## OBJECTIVE
Rewrite every item below with "pointer" replaced by "cursor" and nothing else changed. Leave the pictures out of your version.

--*--

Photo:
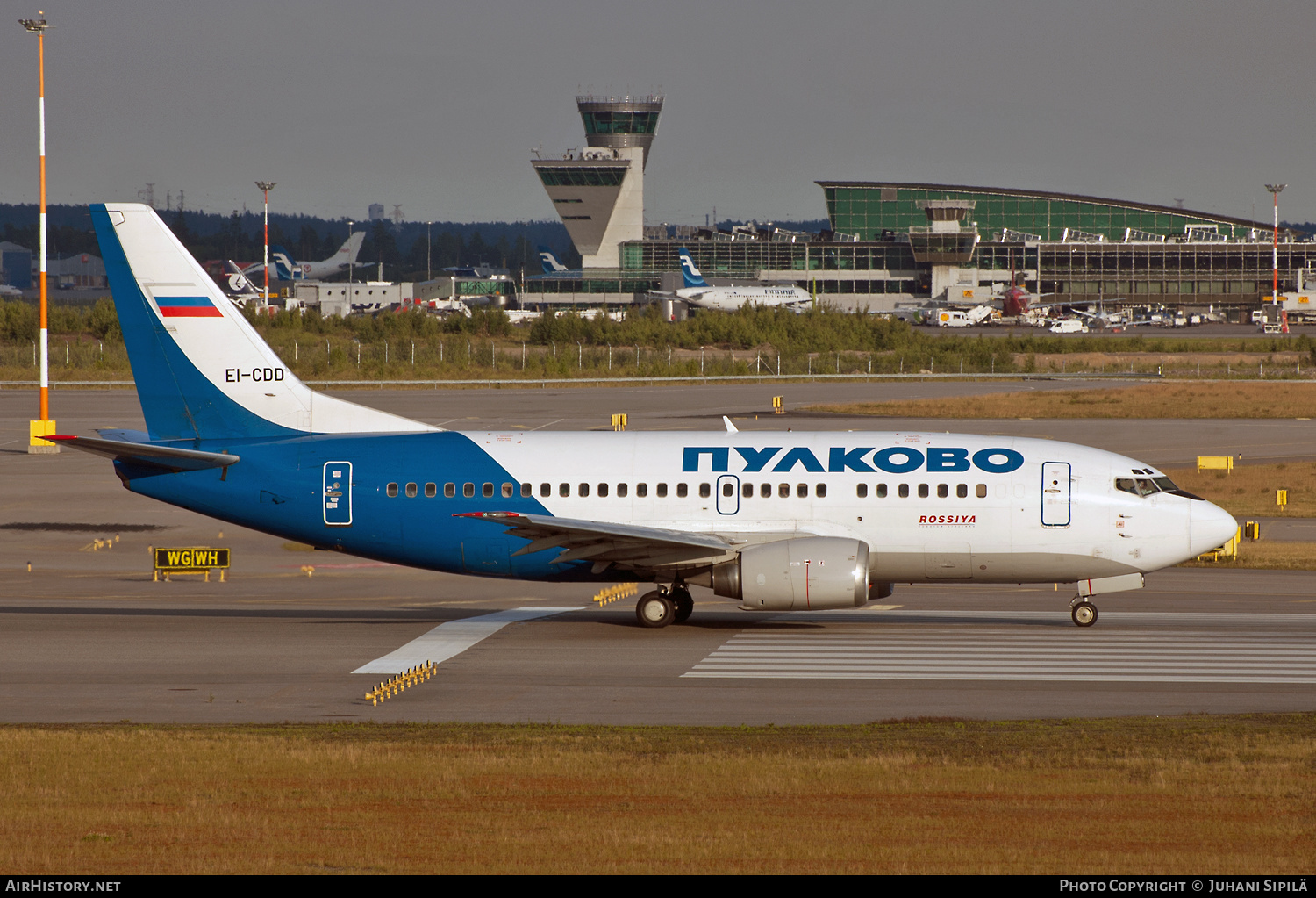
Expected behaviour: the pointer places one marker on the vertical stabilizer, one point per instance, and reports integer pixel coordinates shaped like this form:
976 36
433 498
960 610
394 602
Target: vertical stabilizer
689 270
202 370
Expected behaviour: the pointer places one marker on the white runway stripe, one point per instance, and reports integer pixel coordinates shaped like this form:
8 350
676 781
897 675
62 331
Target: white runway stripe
902 650
452 639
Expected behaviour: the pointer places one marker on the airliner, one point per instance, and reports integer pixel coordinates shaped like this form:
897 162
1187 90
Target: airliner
289 269
728 299
771 521
550 262
240 289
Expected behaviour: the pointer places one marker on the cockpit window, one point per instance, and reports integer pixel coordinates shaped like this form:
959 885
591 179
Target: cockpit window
1145 486
1139 486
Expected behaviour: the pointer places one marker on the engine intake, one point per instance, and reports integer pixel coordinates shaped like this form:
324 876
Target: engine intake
805 574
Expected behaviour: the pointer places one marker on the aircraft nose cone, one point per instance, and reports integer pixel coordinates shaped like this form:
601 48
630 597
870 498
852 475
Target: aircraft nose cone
1208 527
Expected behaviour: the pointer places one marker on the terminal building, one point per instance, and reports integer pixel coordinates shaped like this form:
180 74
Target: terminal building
894 244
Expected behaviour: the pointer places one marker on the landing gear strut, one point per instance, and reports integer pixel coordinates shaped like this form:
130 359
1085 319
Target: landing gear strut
665 606
1084 613
684 605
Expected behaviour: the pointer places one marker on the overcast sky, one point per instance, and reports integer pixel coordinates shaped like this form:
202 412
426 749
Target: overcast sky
436 105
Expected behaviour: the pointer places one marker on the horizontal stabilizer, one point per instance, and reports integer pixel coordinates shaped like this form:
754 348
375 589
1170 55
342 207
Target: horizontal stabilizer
144 453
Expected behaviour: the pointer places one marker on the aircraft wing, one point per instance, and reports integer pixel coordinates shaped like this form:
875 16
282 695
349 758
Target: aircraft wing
145 453
605 542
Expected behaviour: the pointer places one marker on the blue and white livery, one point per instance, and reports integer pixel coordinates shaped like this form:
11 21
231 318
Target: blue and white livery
726 299
770 521
289 269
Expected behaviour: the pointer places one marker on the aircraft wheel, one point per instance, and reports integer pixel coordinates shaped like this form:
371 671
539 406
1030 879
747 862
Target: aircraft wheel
684 606
654 610
1084 614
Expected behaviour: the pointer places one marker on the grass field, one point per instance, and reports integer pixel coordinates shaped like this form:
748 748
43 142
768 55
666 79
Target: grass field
1189 794
1266 555
1249 490
1213 399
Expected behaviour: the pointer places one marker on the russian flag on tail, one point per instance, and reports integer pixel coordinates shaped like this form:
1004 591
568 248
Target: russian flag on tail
187 307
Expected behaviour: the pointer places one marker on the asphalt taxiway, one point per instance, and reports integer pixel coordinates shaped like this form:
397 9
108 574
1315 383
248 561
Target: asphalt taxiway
89 636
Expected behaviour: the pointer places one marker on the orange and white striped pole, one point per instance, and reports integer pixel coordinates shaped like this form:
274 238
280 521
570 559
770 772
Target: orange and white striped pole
44 426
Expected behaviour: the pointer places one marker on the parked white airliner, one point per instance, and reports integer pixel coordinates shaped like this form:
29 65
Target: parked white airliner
284 268
773 521
728 299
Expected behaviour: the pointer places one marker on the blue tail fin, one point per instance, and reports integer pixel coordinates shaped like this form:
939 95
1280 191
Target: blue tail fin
550 261
202 370
689 270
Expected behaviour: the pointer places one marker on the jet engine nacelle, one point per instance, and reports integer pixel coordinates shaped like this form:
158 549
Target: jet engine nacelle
802 574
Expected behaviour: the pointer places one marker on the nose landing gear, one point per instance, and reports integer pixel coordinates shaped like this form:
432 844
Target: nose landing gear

--*--

## FULL SOLUTION
Photo:
Expected behaviour: the cursor places one marker on the vertical stabilizer, one point per instance, and reports integer pixel coordinates shaped like this form:
976 36
433 498
960 610
394 602
Target: vertical stabilizer
689 270
202 370
Expected behaviour: the cursor places one marker on the white runway stripe, one point per instance, and reports integer pixel coordinates shaped like this form:
8 350
676 781
897 675
62 331
Target: white runway stripe
902 650
452 639
Expected behaviour: the cursor places one marker on the airliner, one point per instance, and reports integer pixel coordinates shaped like this form:
897 162
1187 90
Target: airliner
289 269
728 299
771 521
550 262
240 289
Expected behaviour: the cursor places one marker on the cockpit window, one point per instance, and reports integer pixel coordinates shaped like this form:
959 885
591 179
Target: cockpit window
1145 486
1139 486
Expected behaviour: the cursor places one marker on the engine intake, one point per instance, and reports integer pixel coordinates shaped like this form:
324 876
Target: engine intake
805 574
Expected behaviour: the cursor places one marker on the aircraft nose cone, one point per instance, and reports integer pixel coordinates shaped like this form:
601 48
630 597
870 498
852 475
Target: aircraft nose cone
1208 527
Expected behaviour: the cursor places one marker on the terminal building, one point per instance, and reports integer pixel coordinates shaped like this form:
180 74
Target: terminal building
894 244
Expected behaviour: the cursor places one marker on the landing gear strut, one point per instance, and reports integer pixel coordinates shaped like this form:
130 359
1085 319
Target: landing gear strut
665 606
1084 613
684 605
Expected behaviour: the cursor places one marker on the overcast sky, one point per instance, and reports integer pixel coordinates shaped like this form:
202 412
426 749
Target: overcast sky
436 105
Expected behaviour: the cursor places one marker on the horizontal stabilizer, one point per instance, and reports integer pixel coordinates shaped like this form:
754 348
375 589
1170 55
342 207
Target: horizontal stabilizer
144 453
Expected behaviour: the cursor places one marker on the aircraft wing, one point per instance, and reports integer pixel coordinates shaped like this form:
875 16
282 695
349 758
Target: aircraft wing
145 453
605 542
Expected behaviour: the cursor places one marker on the blue and white livery, one point per instance, and reports integer pixel coordinates shaped like this form:
11 21
231 318
Target: blue and white livery
726 299
770 521
289 269
Expected behaviour: the cursor places one marker on the aircraft wheel, one point per instance, and reports integer pixel coordinates shaped like this form:
371 671
539 406
1030 879
747 862
Target: aircraft wheel
684 606
654 610
1084 614
Expected behaviour: the cursor places one marker on the grass field, one point per instance, and reports integer pixel coordinates shaped like this form:
748 748
43 142
768 55
666 79
Target: grass field
1189 794
1266 555
1249 490
1213 399
Expected behaviour: the cursor places one marker on the russian flag on tail, one point per instance, and reports integer pixel coordinates shaped like this form:
1004 591
568 248
Target: russian flag on tail
187 307
Expected behaviour: the cursor places one marker on the asphalt taxiway, one point per instance, and reports integer pixel coordinates shaped like this form:
397 9
108 574
1315 383
248 561
Target: asphalt taxiway
89 636
Expected behaviour: the cursor places one marker on the orange and white striped pole, one point per instance, and reports integer pixel coordinates shaped like this form:
274 238
280 521
570 559
770 772
Target: orange and white striped pole
44 426
Expected behaviour: the cursor places one marker on the parked white airliner, one point per instance, and reports integer pixel coordinates shaped like this form:
29 65
Target: parked white airliner
284 268
773 521
728 299
Expected behaviour: the cursor places one marker on the blue tail fin, one point per instance, and reports integer pixel coordinates shaped like this form:
939 95
1280 191
Target: blue tail fin
550 261
202 370
689 270
Expected behaviour: the cursor places one marker on the jet engine nacelle, one point per instance, and reports integer pixel coordinates shaped like this form:
158 549
Target: jet engine nacelle
802 574
Expected behaviour: the cursor places one marker on the nose landing gear, one point per instance, and reports integer pixel coordinates shaped like this form:
432 844
Target: nose landing gear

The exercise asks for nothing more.